>> START
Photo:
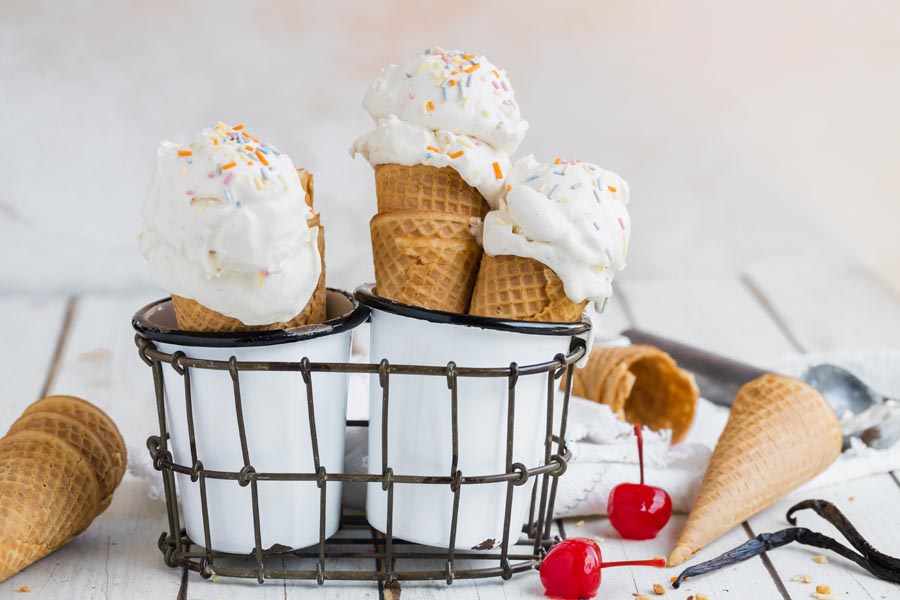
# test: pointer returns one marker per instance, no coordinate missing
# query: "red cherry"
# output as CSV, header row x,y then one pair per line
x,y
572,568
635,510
>> END
>> START
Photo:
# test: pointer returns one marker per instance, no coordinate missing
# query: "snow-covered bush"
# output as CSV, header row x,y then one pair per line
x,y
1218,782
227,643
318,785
>> END
■ **WRITTEN PROBLEM**:
Extract every line of the data above that contains the string "query", treating uppercase and lowercase as different.

■ **WRITTEN RESPONSE**:
# query: "red cherry"
# query: "snow-covered bush"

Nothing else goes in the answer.